QUOTED PASSAGE:
------------------------------------

“Mom, your hair is the most unusual color.  I really can’t describe it.  Almost like the color of a chocolate lab,” pronounced Jessica.

“More like an Irish setter,” mumbled Ed while taking a bite of his dinner, not even looking up.  The kids burst into laughter as I sat staring at my usually agreeable husband, wondering why I kept getting such sarcastic comments from him about my hair.

I was on to the next experimental hair color.  It was now a dark red – well, I guess you might say, an “Irish setter, chocolate lab” kind of red – according to my family.  The platinum blonde lasted a little over two months, and now I was ready for a change.

I was embracing the return of my missed follicles… enjoying the chance to try any and every thing I wanted.  Now was my opportunity to put myself out there, play around with color and style.  Mind you, there still was very little hair to amuse myself with, but I was making the most of it.  Eddie, however, seemed to be growing in his frustration with my hair antics.  He was not entertained to say the least.

As we finished dinner, I knew a conversation would have to take place that evening.  Baffled does not even begin to describe my feelings.  Eddie had been the model of support during all my surgeries and treatments.  Almost daily he would tell me how beautiful I was during my months of baldness.  He had now taken on an attitude of silence with a few choice comments thrown in.

Talking with Ed later that night was an eye-opener for both of us.  We each had some “stuff” that needed to be expressed.  After all we had been through, it was hard to find our new normal.  Cancer had been a huge interruption in our lives.  Ed was ready to pick up where we had left off, which included growing my hair back long, blonde.  I wanted to make sure I did not just return to the old me on the outside or the inside.

Philippians 1:6 affirms… “being confident of this, that he who began a good work in you will carry it on to completion until the day of Christ Jesus.”

I asked Ed to be patient with me as I found my way.  Pushing the envelope with my physical appearance seemed to keep me sharp, aware that a change had taken place spiritually too.  For me, there was no rush to get things as they were before cancer.  The intimacy in which Christ had ministered to me during my illness was priceless, and I wanted to nurture it, keep the spiritual momentum going.

Assuring Ed that my wackiness would eventually land, he gave me his blessing to do what I needed to do.  Christ really had begun a good, new work in me which I desperately did not want to cut short (no pun intended…).

God is amazing.  His love for us, for me, is remarkable.  He has a way of using adverse circumstances to forever change us.  Philippians 1:18-19b says this:  “…because of this I rejoice.  Yes, and I will continue to rejoice, for I know that through your prayers and help given by the Spirit of Jesus Christ, what has happened to me will turn out for my deliverance.”

------------------------------------

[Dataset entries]
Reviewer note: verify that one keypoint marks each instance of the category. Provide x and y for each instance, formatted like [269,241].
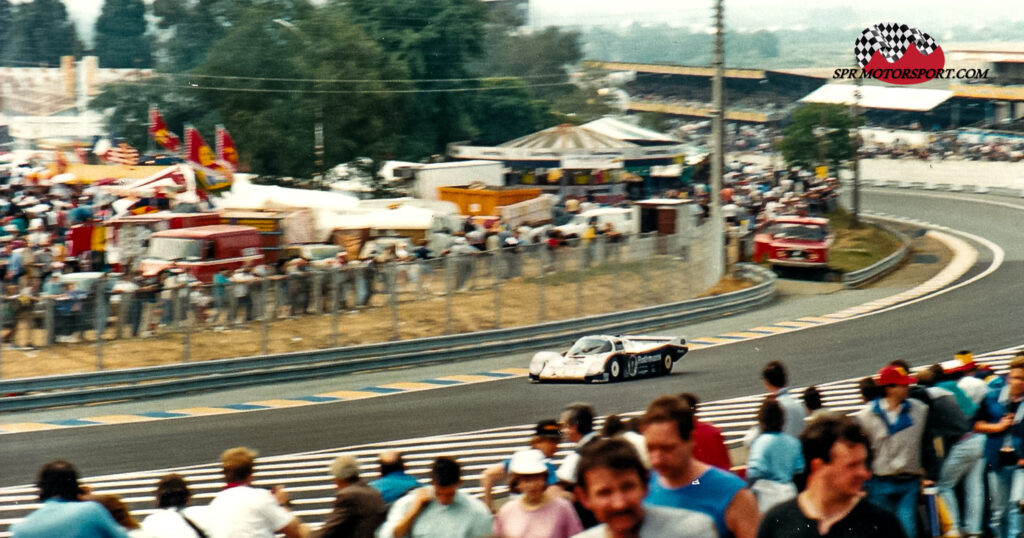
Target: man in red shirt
[709,445]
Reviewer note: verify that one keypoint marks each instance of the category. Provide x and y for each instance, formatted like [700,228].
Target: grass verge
[856,248]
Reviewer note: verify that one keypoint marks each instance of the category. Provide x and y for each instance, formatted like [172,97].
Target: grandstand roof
[567,136]
[880,96]
[663,69]
[627,131]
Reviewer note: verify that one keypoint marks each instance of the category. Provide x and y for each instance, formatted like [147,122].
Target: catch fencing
[101,327]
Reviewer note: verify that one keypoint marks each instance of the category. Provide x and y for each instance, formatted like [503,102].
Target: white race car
[607,358]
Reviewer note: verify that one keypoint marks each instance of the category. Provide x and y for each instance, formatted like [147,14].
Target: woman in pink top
[535,513]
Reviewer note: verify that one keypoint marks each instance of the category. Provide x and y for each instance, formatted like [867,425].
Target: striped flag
[158,129]
[225,148]
[123,153]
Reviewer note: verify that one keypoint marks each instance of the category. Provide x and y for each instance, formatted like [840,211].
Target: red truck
[203,250]
[128,236]
[795,242]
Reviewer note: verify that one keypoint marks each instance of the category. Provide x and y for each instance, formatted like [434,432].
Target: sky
[934,16]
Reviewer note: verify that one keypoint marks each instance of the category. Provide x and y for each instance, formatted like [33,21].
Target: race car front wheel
[631,367]
[615,370]
[667,364]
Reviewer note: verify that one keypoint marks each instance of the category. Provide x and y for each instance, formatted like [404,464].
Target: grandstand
[752,95]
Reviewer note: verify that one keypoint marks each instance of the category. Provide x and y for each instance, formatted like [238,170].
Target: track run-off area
[972,303]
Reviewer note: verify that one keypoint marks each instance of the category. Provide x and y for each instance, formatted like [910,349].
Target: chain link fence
[107,323]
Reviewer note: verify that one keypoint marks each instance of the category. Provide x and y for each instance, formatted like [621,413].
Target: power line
[349,92]
[355,81]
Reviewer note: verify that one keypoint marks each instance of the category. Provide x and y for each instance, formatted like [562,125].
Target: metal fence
[101,327]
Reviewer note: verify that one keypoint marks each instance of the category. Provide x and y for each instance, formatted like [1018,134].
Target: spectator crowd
[938,453]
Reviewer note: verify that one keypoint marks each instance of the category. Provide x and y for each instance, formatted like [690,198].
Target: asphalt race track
[984,316]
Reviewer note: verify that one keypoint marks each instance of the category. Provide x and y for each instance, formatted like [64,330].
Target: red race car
[794,242]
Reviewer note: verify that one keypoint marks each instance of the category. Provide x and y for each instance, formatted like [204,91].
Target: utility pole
[855,218]
[718,139]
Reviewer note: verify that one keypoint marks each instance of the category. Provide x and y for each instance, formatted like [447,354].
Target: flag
[225,148]
[212,174]
[122,153]
[158,129]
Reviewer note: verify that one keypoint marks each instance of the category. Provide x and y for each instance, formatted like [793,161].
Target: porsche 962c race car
[607,358]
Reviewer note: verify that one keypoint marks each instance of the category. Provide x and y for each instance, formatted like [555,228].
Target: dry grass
[857,248]
[515,302]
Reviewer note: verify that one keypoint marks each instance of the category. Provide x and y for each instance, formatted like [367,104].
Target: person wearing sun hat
[547,436]
[536,512]
[895,424]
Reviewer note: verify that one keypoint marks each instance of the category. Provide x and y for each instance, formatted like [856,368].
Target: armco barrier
[38,392]
[855,279]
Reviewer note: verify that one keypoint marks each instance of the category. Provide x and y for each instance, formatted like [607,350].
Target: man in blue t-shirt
[393,482]
[61,513]
[680,481]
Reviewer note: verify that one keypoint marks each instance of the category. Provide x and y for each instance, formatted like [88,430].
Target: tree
[505,110]
[317,70]
[818,134]
[121,39]
[436,39]
[541,58]
[192,27]
[6,26]
[41,33]
[126,108]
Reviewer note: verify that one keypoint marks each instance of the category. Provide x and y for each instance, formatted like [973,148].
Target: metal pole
[98,324]
[48,322]
[540,287]
[718,141]
[335,284]
[580,277]
[449,291]
[3,299]
[855,218]
[187,322]
[123,313]
[392,277]
[264,336]
[498,300]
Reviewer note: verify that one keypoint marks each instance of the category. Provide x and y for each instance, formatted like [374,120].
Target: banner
[159,132]
[212,174]
[225,148]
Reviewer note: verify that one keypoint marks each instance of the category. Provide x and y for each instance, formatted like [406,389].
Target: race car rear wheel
[615,370]
[631,367]
[667,363]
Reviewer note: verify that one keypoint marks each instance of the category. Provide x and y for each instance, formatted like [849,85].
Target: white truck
[625,220]
[427,177]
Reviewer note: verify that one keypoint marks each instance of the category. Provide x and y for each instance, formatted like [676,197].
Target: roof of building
[627,131]
[664,69]
[567,136]
[880,96]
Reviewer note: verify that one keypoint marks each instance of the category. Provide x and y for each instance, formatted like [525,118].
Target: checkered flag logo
[892,39]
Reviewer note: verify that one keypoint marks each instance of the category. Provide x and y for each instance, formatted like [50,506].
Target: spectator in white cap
[536,512]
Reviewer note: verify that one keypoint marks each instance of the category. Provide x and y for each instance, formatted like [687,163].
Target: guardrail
[36,392]
[1012,192]
[858,278]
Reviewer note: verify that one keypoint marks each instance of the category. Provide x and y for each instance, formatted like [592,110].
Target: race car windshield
[799,232]
[591,346]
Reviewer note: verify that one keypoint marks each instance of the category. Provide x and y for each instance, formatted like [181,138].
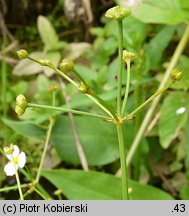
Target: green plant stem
[19,185]
[122,153]
[80,77]
[180,47]
[127,88]
[100,102]
[44,150]
[13,187]
[66,110]
[40,194]
[160,91]
[120,66]
[4,79]
[46,141]
[57,71]
[119,125]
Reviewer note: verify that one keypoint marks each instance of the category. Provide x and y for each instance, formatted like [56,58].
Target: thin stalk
[179,49]
[4,79]
[100,102]
[100,105]
[160,91]
[120,67]
[19,185]
[122,151]
[46,141]
[56,70]
[44,150]
[66,110]
[13,187]
[124,176]
[80,77]
[79,147]
[127,88]
[40,194]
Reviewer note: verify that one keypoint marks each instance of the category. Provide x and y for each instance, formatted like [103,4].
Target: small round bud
[53,88]
[83,88]
[9,150]
[19,110]
[21,101]
[66,65]
[118,12]
[22,54]
[127,56]
[176,75]
[46,62]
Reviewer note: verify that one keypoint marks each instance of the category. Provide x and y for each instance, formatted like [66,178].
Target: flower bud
[53,88]
[22,54]
[66,65]
[118,12]
[46,62]
[21,101]
[19,110]
[83,88]
[127,56]
[9,149]
[176,75]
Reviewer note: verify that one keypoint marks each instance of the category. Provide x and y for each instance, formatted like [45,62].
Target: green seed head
[46,62]
[83,88]
[66,65]
[127,56]
[19,110]
[22,54]
[176,75]
[118,12]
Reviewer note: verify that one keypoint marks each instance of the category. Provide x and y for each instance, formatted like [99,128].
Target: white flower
[16,159]
[181,110]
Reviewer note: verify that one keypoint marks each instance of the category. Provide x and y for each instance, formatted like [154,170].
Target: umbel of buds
[118,12]
[22,54]
[176,75]
[21,104]
[127,56]
[66,65]
[83,88]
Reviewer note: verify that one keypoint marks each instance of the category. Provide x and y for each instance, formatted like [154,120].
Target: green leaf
[170,121]
[47,33]
[164,11]
[81,185]
[98,138]
[25,128]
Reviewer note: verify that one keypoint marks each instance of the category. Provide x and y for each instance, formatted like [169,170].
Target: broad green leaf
[47,33]
[171,120]
[81,185]
[25,128]
[26,67]
[164,11]
[157,46]
[98,138]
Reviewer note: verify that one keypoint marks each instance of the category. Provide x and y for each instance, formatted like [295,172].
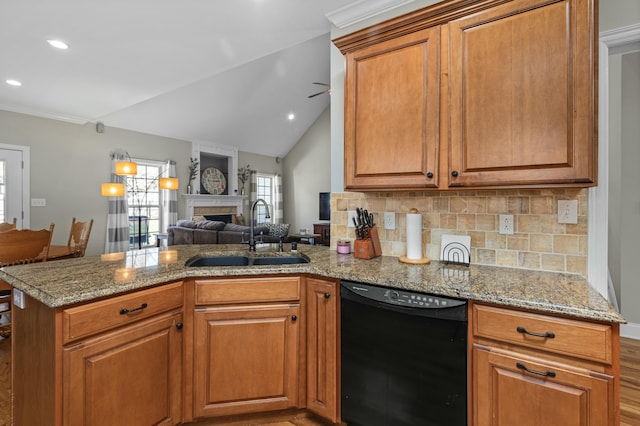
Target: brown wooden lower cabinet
[213,347]
[531,369]
[513,389]
[322,347]
[130,376]
[246,359]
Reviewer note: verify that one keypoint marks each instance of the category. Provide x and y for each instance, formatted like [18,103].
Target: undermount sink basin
[217,261]
[237,260]
[279,260]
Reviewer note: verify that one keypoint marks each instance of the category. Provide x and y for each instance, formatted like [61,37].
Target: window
[264,190]
[145,204]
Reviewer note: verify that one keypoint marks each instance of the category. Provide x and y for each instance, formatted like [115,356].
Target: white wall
[618,13]
[307,172]
[624,155]
[70,161]
[629,206]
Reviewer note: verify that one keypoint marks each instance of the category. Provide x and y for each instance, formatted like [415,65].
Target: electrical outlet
[506,224]
[352,216]
[18,298]
[389,220]
[568,211]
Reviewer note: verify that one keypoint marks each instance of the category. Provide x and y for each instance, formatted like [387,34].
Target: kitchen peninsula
[145,312]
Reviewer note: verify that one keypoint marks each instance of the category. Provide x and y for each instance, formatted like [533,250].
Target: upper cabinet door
[392,113]
[523,95]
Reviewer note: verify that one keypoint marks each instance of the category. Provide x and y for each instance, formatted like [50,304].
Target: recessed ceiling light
[58,44]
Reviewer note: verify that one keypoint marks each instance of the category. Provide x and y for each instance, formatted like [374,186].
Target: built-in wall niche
[221,157]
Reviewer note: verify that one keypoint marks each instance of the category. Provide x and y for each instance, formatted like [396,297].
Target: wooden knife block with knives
[367,242]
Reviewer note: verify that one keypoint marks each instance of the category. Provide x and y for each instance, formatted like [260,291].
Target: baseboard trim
[631,331]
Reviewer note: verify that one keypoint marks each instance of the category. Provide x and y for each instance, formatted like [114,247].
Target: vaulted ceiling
[227,72]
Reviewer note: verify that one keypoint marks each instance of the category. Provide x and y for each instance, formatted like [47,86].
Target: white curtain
[278,212]
[117,238]
[253,186]
[170,200]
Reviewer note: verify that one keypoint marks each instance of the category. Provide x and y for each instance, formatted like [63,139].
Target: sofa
[215,232]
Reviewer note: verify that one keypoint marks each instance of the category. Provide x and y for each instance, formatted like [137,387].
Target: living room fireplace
[227,206]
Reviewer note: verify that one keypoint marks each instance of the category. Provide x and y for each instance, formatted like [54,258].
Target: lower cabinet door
[509,389]
[131,376]
[322,348]
[245,359]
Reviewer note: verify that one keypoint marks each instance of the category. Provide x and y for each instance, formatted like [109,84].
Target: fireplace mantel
[212,204]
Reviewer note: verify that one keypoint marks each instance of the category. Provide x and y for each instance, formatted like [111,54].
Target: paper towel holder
[423,260]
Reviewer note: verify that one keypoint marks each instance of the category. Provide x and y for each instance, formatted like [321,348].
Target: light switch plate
[18,298]
[568,211]
[389,220]
[352,216]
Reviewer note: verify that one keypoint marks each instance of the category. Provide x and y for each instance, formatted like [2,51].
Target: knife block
[369,247]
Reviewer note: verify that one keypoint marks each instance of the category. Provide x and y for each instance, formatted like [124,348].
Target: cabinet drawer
[579,339]
[85,320]
[250,290]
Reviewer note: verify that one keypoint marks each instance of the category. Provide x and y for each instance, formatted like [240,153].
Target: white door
[11,185]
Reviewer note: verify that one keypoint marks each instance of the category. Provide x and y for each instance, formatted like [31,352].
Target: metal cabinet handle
[125,311]
[548,373]
[547,335]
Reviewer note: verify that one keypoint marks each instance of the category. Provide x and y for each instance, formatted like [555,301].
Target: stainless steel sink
[217,261]
[279,260]
[239,260]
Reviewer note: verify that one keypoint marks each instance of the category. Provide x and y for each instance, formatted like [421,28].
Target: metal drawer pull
[126,311]
[547,373]
[548,334]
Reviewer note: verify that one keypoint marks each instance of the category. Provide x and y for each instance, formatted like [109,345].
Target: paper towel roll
[414,235]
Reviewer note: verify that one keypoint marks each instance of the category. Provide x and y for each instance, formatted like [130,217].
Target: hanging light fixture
[112,189]
[126,168]
[168,183]
[130,168]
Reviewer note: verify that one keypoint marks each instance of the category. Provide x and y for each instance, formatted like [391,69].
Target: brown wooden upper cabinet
[473,94]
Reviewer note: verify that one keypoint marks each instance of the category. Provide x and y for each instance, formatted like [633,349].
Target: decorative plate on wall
[213,181]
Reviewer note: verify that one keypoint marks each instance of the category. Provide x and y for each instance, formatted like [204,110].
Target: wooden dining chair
[21,246]
[8,226]
[77,243]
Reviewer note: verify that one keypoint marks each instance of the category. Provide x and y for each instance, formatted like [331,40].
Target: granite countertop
[66,282]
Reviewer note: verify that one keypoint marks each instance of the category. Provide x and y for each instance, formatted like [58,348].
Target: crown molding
[361,10]
[52,116]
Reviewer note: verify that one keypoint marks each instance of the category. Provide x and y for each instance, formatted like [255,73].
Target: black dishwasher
[403,357]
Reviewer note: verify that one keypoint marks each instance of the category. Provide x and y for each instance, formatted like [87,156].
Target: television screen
[324,212]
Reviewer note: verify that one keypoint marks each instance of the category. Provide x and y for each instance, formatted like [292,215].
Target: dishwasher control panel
[402,297]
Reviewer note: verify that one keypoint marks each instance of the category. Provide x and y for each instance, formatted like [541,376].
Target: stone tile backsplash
[539,241]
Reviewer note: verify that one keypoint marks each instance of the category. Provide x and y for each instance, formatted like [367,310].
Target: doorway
[14,184]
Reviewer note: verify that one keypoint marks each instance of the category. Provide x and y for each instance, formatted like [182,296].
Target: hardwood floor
[629,389]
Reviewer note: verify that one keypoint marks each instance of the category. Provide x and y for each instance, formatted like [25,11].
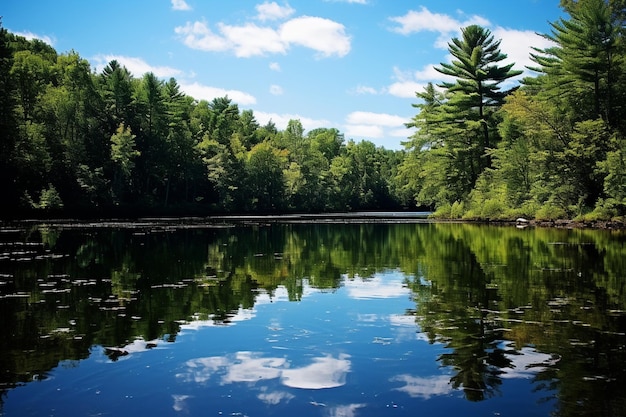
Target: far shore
[221,220]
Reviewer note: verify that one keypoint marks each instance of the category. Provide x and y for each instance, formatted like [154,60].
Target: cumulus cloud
[370,125]
[424,20]
[180,5]
[205,92]
[381,119]
[364,89]
[273,11]
[407,83]
[517,45]
[137,66]
[250,40]
[324,36]
[198,35]
[275,66]
[276,90]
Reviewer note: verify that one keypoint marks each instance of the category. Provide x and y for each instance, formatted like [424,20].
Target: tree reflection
[487,293]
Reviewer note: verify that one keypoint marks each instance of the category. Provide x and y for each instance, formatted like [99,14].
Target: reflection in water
[435,311]
[425,388]
[252,367]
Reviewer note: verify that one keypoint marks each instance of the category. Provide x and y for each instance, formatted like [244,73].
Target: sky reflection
[252,367]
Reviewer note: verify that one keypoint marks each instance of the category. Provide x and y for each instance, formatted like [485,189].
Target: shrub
[550,211]
[493,209]
[50,199]
[442,212]
[457,209]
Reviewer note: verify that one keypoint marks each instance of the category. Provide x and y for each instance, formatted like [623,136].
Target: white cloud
[30,36]
[381,119]
[205,92]
[517,45]
[348,1]
[275,66]
[197,35]
[180,5]
[324,36]
[364,89]
[364,131]
[369,125]
[272,11]
[250,40]
[137,66]
[426,21]
[276,90]
[405,89]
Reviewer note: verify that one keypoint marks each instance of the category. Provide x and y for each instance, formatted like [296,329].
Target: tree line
[485,147]
[552,147]
[74,140]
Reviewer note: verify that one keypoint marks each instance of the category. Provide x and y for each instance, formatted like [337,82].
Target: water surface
[312,320]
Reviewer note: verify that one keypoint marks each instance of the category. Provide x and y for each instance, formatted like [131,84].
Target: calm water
[311,320]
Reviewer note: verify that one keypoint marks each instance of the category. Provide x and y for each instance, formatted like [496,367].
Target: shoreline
[380,217]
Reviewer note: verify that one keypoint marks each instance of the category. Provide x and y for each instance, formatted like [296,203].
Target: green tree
[586,65]
[478,78]
[265,172]
[123,154]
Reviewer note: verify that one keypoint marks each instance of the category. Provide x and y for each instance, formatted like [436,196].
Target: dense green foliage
[80,142]
[485,147]
[552,148]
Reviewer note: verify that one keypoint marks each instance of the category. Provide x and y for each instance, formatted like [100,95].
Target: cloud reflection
[379,286]
[325,372]
[348,410]
[276,397]
[251,367]
[425,388]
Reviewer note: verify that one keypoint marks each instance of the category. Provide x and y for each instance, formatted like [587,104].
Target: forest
[74,141]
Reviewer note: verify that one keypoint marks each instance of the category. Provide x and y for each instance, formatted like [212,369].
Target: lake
[357,318]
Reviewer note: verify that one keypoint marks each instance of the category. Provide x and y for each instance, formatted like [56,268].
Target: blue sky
[354,65]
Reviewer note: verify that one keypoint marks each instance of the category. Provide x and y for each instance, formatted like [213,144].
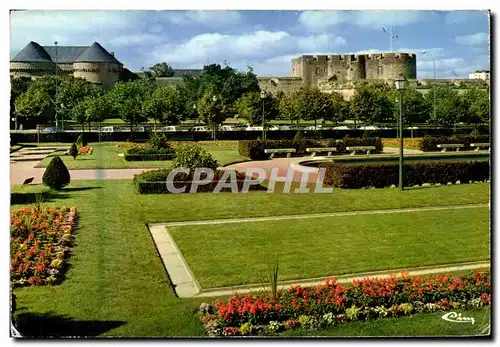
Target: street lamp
[263,96]
[434,86]
[55,107]
[400,85]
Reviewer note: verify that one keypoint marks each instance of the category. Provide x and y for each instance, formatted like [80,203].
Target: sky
[457,41]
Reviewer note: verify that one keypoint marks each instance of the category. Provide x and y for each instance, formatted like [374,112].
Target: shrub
[429,143]
[56,174]
[254,149]
[154,182]
[299,135]
[383,175]
[192,157]
[332,303]
[73,151]
[158,141]
[82,140]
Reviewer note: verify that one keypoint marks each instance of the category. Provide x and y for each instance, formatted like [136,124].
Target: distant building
[480,75]
[92,63]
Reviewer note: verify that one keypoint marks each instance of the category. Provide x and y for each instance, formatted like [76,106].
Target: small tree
[56,175]
[73,151]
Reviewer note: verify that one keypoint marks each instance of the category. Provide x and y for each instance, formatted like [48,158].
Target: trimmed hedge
[154,182]
[384,175]
[429,143]
[254,149]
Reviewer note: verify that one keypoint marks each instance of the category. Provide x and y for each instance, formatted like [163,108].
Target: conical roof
[96,54]
[33,52]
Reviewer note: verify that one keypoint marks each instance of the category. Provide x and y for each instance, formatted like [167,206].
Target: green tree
[477,102]
[126,98]
[161,70]
[165,105]
[371,103]
[415,107]
[249,107]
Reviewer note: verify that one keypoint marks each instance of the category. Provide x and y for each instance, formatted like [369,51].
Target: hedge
[416,173]
[155,182]
[254,149]
[332,303]
[429,143]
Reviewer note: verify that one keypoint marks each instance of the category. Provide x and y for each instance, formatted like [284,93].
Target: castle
[92,63]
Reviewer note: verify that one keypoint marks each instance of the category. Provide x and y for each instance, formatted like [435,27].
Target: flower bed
[40,243]
[331,303]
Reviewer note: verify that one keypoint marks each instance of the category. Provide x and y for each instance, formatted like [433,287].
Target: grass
[310,248]
[105,156]
[422,324]
[114,262]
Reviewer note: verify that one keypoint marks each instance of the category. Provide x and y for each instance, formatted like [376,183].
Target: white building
[480,75]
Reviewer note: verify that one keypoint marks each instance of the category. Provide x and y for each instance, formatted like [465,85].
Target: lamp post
[55,107]
[214,98]
[400,85]
[434,86]
[263,96]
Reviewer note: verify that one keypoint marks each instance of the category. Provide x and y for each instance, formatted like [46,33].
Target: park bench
[321,149]
[354,149]
[274,151]
[445,146]
[479,145]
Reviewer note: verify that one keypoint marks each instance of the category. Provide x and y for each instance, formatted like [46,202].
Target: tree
[477,102]
[415,107]
[161,70]
[166,105]
[56,175]
[372,103]
[211,109]
[125,99]
[249,107]
[450,107]
[340,108]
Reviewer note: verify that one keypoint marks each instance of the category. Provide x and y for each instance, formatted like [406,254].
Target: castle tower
[32,61]
[97,65]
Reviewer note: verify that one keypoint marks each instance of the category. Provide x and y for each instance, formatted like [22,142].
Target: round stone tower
[97,65]
[32,61]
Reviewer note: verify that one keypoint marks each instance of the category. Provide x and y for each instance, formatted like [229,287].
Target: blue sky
[264,40]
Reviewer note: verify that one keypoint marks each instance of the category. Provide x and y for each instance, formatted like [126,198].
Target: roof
[33,52]
[65,54]
[96,54]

------------------------------------

INSTRUCTIONS FOR THE TASK: From the hair-color essay, copy out everything from "Assuring Ed that" down to "(no pun intended…).".

EXPECTED ANSWER:
Assuring Ed that my wackiness would eventually land, he gave me his blessing to do what I needed to do.  Christ really had begun a good, new work in me which I desperately did not want to cut short (no pun intended…).